• _Aim of the exercise_:
Set down all the records below, word for word.
********
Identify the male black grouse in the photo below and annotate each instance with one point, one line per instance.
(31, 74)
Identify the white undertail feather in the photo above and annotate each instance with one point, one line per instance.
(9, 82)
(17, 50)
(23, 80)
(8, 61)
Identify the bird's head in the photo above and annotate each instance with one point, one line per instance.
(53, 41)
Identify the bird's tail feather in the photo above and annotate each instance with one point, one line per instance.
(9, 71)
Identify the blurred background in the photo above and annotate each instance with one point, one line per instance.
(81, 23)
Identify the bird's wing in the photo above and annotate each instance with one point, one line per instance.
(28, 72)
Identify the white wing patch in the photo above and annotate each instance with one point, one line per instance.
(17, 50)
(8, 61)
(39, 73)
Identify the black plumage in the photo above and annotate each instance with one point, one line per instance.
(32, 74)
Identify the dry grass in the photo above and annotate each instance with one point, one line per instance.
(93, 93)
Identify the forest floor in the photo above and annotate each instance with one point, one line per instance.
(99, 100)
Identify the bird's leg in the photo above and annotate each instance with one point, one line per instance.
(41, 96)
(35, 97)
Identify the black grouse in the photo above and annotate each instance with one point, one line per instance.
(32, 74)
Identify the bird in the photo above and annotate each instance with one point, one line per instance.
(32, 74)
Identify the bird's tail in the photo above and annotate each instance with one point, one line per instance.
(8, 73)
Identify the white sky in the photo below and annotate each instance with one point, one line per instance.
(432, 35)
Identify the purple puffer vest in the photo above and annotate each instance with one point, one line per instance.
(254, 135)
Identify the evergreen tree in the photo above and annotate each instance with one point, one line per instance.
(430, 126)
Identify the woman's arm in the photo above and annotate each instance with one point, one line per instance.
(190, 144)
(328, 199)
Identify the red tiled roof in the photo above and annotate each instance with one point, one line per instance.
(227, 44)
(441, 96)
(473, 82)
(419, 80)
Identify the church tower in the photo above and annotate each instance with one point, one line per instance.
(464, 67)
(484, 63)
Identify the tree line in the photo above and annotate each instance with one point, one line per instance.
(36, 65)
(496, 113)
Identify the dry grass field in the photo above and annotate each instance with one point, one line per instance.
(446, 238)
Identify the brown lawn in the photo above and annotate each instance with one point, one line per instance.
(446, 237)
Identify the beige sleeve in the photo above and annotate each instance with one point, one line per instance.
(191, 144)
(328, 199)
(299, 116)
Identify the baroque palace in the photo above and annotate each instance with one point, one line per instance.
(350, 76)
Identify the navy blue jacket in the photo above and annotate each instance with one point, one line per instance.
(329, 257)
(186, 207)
********
• _Written answer_:
Identify the male black grouse in the photo below and annotate each instance with one point, one line per instance.
(31, 74)
Identify the white undertail feather in the photo above and annotate each instance with one point, one line per instance.
(9, 82)
(17, 50)
(23, 80)
(8, 61)
Identify the bird's head in the photo above and annotate each instance with one point, one line per instance.
(53, 41)
Identify the bird's tail feather in the photo above and annotate each instance with one point, one line per instance.
(9, 71)
Identify the blurred background in the photo above and annotate each instance with one point, one line per instance.
(81, 23)
Identify the bird's wing in the photo above and annotate each instance with one point, one line per instance.
(28, 72)
Identify the white wing patch in the photo above and annotate each instance with one point, one line per instance.
(17, 50)
(8, 61)
(39, 73)
Identify the black plumage in the photo above and annotate each instance with one point, one line per instance.
(32, 74)
Identify the dry grass in the photo above and annotate each instance with one point, one line per instance.
(93, 93)
Identify the forest floor in the photo above and annotate each instance with one point, one line per instance.
(99, 100)
Identify the bird's leg in the photo above and annotate each instance with one point, one line per instance.
(41, 96)
(35, 97)
Identify the black grouse in the photo above and annotate each instance with one point, one line per instance.
(32, 74)
Identify the bird in the photo above and annotate each instance with one point, one line per instance.
(32, 74)
Identify the bird's tail in the photo above and annotate each instance with one point, one line per instance.
(8, 73)
Identify the white sky in the photo below and annotate each instance with one point, one line per instance.
(432, 35)
Identify the purple puffer vest in the photo above and annotate each instance with one point, one line per instance.
(254, 135)
Identify the evergreen tree in the photo above and annotate each instance with one point, one line per instance.
(430, 126)
Identify the woman's arm in the photo above and annotate each instance with one point, one line per instance.
(190, 144)
(328, 199)
Identify the red tiled roof in the photo above and annotate each instance with one point, one line per instance.
(227, 44)
(441, 96)
(473, 82)
(419, 80)
Identify the church tower in the photo above and annotate each instance with one point, one line per instance.
(464, 67)
(484, 63)
Identify the tree line in the photo above and annotate each instance with one point, one line per instance.
(36, 65)
(496, 113)
Identify the dry grass field in the photo above and annotate each instance with one point, one line per instance.
(446, 238)
Identify the brown lawn in the photo above and annotate each instance with one point, one line per instance.
(446, 237)
Identify the beige sleeve in the photo above and annotate each instance with one point, one line per instance.
(191, 144)
(328, 199)
(299, 116)
Identify the baroque palace in the photo above and annotate each instance with one point, one line per instance.
(350, 76)
Identify the navy blue jacket in the photo above and annotate each instance with one point, one line per instance.
(329, 257)
(186, 207)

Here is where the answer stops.